PROBLEM REQUIREMENTS
Gather each line of the listing below that contains the word "balloon", and copy those lines out unchanged.

(Stored data)

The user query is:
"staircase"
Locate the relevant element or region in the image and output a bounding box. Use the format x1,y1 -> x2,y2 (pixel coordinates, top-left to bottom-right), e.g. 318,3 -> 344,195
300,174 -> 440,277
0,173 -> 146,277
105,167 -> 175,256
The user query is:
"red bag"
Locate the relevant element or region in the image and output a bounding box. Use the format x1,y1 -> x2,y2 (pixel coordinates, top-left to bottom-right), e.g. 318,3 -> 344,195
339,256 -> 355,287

---

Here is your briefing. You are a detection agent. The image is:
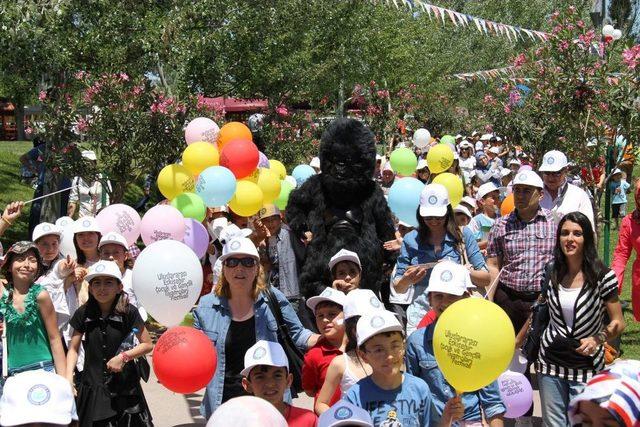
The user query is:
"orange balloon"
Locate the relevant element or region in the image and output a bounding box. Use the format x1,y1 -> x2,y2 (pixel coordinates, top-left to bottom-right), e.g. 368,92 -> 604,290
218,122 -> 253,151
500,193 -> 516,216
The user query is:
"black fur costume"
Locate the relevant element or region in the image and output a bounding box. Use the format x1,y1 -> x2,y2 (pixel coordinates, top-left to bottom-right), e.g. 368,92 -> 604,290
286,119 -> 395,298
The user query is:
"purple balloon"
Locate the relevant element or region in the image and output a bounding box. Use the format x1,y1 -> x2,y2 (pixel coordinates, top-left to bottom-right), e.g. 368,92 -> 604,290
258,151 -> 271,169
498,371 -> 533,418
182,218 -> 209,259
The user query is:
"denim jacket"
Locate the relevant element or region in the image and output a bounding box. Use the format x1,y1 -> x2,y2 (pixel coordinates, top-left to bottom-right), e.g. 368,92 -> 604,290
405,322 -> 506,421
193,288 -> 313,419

...

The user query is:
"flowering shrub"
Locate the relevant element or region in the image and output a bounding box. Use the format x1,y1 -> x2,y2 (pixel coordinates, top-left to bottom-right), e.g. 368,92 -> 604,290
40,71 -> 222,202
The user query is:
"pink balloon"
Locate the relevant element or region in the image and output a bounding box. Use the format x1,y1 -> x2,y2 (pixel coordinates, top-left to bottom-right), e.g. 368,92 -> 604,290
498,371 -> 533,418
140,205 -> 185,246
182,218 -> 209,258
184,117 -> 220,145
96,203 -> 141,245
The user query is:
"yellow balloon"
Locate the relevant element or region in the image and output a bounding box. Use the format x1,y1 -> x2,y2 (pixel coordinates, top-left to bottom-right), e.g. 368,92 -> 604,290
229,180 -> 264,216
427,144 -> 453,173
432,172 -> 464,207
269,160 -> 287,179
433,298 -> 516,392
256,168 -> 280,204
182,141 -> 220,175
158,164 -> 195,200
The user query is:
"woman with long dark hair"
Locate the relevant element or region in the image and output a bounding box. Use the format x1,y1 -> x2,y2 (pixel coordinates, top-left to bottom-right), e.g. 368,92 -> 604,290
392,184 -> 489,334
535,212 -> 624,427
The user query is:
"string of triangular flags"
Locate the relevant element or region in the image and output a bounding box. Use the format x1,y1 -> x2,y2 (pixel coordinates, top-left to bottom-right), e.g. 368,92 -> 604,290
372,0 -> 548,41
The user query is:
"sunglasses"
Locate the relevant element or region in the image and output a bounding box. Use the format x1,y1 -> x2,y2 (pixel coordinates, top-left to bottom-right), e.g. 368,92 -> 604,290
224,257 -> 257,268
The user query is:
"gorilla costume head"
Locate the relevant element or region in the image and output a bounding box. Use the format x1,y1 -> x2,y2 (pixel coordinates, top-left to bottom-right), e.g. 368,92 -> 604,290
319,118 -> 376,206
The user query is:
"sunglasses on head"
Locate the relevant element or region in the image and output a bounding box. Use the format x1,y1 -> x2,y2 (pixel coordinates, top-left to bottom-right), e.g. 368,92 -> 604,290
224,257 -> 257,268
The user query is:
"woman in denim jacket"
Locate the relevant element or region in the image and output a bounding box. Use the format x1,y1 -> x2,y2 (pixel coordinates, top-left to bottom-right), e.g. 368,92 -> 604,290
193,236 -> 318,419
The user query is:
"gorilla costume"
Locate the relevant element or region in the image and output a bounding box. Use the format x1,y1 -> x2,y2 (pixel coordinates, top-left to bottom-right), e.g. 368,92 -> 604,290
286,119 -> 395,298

SOLVED EXERCISE
"orange balloon"
"purple balloon"
"pink balloon"
"yellow balloon"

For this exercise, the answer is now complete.